In the first place, it is their duty to bring in a Sale of Estates Bill, and make it easy for landowners who wish to dispose of their estates to do so. They should bring in a Bill to simplify the titles to land in Ireland. I understand that it is almost impossible to transfer an estate now, the difficulties in the way of a clear title being almost insurmountable. In the next place, they should diminish temporarily, if not permanently, all stamp duties which hinder the transfer of landed property, and they should pass a law by which the system of entailing estates should for the future be prevented. [Laughter.] I can assure hon. Gentlemen who laugh at this, that at some not distant day this must be done, and not in Ireland only, but in England also. It is an absurd and monstrous system, for it binds, as it were, the living under the power of the dead.

» Required work
Please extend the speech on Irish land transfer, picking up right after its last sentence. The lines that come next are separate material with no connection to the speech on Irish land transfer.

» Information supplied
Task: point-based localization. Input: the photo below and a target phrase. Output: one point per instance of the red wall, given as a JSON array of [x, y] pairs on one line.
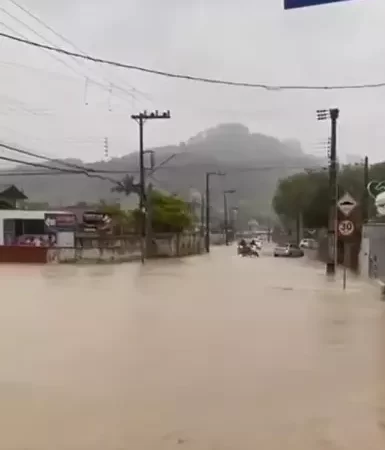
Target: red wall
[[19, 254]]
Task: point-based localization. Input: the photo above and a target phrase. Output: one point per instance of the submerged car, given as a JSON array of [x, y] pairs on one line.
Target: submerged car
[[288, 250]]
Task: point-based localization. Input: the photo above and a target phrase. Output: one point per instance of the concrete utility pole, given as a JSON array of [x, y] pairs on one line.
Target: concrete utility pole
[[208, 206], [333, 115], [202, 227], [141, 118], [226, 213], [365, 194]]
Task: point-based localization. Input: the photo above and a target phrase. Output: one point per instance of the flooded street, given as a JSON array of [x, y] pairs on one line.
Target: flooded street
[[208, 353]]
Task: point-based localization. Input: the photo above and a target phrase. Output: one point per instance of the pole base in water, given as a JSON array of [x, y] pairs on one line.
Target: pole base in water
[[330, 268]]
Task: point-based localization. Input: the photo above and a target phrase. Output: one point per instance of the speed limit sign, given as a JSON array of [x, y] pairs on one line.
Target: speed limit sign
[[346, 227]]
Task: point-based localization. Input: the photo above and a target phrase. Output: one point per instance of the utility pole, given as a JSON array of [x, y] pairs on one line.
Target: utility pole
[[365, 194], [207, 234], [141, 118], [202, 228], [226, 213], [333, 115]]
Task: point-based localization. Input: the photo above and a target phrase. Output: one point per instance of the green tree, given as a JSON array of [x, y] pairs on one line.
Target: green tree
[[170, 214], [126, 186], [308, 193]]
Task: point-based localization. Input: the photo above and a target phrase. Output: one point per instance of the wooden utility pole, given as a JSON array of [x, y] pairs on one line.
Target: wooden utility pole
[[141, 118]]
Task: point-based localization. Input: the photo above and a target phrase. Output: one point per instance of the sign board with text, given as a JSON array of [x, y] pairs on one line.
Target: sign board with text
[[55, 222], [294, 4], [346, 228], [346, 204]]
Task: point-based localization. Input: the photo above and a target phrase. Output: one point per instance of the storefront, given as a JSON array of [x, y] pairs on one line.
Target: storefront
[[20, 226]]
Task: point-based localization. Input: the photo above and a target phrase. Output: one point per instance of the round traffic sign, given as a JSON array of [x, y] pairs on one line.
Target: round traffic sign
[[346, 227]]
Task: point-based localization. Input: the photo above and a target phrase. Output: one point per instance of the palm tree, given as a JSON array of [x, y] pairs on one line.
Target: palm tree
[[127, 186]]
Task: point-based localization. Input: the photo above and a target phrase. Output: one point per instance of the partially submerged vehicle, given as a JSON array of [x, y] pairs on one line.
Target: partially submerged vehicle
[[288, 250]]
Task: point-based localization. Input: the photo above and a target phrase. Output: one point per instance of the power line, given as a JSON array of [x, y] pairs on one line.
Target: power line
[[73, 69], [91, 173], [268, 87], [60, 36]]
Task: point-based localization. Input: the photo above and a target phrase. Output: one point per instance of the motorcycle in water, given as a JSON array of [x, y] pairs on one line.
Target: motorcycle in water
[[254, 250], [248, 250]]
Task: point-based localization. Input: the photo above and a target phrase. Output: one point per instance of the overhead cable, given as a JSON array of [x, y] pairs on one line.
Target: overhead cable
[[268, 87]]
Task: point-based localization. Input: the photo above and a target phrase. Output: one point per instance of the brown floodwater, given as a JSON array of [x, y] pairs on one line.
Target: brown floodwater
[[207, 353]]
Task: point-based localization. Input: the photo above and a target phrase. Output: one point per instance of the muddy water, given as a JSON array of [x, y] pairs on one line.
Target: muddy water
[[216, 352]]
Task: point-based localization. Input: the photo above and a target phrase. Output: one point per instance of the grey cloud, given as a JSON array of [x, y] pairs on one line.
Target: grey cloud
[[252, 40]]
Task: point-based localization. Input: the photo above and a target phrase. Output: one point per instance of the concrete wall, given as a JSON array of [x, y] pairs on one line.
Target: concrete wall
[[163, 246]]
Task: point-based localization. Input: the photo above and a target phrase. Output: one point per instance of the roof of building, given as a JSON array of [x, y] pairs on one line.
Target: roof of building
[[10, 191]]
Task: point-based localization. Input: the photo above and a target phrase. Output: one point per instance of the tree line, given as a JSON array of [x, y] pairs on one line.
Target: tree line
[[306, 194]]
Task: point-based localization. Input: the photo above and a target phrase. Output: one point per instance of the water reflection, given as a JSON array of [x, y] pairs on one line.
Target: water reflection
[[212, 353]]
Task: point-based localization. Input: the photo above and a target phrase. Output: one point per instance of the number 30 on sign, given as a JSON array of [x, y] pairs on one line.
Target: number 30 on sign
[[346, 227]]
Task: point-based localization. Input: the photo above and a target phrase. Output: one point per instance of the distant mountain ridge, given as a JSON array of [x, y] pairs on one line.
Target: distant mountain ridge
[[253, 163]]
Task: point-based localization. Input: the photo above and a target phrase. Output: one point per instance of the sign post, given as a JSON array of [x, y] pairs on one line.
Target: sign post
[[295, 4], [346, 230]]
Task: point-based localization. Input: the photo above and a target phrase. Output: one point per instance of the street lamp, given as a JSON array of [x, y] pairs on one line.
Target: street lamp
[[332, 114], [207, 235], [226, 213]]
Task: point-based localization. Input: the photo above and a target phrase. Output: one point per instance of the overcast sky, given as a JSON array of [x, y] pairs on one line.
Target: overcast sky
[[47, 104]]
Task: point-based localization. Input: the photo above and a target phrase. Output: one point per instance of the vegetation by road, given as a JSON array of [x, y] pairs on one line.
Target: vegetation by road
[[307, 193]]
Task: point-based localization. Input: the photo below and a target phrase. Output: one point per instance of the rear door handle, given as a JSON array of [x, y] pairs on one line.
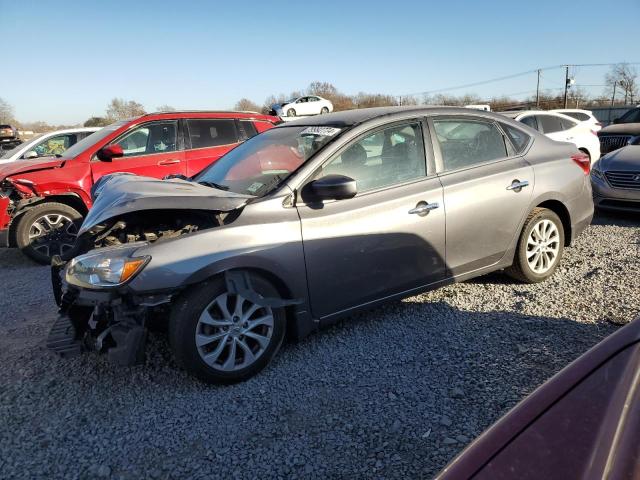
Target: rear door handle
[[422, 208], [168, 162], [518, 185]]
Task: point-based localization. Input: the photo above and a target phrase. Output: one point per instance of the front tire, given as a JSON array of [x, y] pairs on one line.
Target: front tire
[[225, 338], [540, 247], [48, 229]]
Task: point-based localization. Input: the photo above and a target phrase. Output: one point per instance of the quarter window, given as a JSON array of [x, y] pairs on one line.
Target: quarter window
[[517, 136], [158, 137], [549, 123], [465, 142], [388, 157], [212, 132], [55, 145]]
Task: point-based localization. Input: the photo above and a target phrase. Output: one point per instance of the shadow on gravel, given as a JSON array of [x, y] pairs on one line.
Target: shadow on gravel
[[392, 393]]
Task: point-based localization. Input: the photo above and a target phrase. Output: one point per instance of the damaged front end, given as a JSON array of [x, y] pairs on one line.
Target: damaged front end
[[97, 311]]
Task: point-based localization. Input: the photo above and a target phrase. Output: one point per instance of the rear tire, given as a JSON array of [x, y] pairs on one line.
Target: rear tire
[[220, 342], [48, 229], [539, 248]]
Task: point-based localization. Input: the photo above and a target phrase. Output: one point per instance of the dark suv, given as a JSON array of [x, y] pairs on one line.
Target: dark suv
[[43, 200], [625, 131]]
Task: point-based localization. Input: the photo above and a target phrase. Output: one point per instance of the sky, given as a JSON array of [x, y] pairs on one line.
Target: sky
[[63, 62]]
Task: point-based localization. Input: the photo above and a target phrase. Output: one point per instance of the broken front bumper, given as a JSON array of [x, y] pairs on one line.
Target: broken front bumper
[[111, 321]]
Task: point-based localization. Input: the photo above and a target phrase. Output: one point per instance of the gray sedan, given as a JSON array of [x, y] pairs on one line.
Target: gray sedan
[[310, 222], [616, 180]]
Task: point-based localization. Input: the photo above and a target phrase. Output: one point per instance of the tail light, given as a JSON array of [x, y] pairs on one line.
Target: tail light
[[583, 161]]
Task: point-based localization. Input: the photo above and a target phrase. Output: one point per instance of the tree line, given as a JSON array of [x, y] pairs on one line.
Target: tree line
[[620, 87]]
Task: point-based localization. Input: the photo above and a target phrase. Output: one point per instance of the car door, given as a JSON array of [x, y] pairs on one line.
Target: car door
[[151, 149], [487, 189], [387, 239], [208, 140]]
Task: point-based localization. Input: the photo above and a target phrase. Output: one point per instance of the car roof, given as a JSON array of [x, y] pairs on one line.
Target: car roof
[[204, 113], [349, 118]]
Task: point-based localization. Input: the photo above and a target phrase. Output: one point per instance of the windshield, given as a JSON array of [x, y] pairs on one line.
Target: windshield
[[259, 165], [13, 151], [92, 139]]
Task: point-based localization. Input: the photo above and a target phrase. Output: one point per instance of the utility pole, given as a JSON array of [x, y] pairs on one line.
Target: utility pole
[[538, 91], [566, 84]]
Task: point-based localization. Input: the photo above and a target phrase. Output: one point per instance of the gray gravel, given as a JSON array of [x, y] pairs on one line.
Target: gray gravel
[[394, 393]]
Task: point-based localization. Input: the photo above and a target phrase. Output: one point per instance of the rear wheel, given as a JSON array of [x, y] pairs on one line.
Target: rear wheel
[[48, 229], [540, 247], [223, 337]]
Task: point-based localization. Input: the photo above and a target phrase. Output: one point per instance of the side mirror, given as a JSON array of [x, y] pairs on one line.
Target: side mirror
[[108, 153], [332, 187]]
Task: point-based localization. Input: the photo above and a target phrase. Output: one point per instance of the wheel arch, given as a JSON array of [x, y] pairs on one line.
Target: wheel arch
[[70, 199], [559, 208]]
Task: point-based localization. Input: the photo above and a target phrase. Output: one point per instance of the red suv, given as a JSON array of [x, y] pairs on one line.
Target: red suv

» Output for this exercise
The principle on which the law should proceed is this, that the owner of property should be permitted to leave it to whomsoever he will, provided the individual is living when the will is made; but he should not be suffered, after he is dead, and buried, and forgotten, to speak and still to direct the channel through which the estate should pass. I shall be told that the law of entail in Ireland is the same as in England, and that in Scotland it is even more strict. I admit it; but the evil is great in England, and in Scotland it has become intolerable, and must soon be relaxed if not abolished. Perhaps I shall be told that the laws of entail and primogeniture are necessary for the maintenance of our aristocratic institutions; but if the evils of Ireland spring from this source, I say, perish your aristocratic institutions rather than that a whole nation should be in this terrible condition. If your aristocratic families would rear up their children in habits of business, and with some notions of duty and prudence, these mischievous arrangements would not be required, and they would retain in their possession estates at least as large as is compatible with the interests of the rest of the community. If the laws of entail and primogeniture are sound and just, why not apply them to personal property as well as to freehold? Imagine them in force in the middle classes of the community, and it will be seen at once that the unnatural system, if universal, would produce confusion; and confusion would necessitate its total abolition.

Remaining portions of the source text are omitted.